◆ DIRECTIONS
Search the entries for the word "target" and pull out each line that has it.

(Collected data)
● ● ● ●

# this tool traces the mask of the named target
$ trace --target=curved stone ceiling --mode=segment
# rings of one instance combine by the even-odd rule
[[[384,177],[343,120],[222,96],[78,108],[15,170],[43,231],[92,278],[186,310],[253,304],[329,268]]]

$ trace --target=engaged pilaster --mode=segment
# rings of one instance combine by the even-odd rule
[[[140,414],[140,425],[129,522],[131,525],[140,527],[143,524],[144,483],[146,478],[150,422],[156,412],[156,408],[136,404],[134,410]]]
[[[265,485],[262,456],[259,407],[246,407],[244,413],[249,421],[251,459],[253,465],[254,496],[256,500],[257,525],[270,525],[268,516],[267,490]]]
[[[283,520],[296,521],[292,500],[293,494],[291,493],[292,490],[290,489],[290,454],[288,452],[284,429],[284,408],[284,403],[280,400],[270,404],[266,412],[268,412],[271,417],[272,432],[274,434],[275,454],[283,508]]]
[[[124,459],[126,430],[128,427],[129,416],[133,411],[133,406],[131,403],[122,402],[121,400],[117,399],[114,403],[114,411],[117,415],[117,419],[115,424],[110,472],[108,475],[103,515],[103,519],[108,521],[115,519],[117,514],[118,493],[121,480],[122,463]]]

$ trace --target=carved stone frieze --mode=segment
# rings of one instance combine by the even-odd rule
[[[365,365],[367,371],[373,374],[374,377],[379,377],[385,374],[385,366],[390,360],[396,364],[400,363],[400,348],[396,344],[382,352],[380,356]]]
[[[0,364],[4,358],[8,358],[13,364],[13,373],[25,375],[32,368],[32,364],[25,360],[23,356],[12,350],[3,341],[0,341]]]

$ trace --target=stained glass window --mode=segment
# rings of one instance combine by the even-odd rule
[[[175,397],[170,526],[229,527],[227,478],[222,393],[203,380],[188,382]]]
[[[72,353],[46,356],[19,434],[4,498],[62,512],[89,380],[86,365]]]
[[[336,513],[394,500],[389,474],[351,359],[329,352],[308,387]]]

● ● ● ●

◆ SOLUTION TO THIS PROBLEM
# this tool traces the mask of the named target
$ trace --target=curved stone ceiling --mode=segment
$ trace --target=engaged pilaster --mode=segment
$ trace --target=carved stone frieze --mode=segment
$ trace --target=stained glass window --mode=segment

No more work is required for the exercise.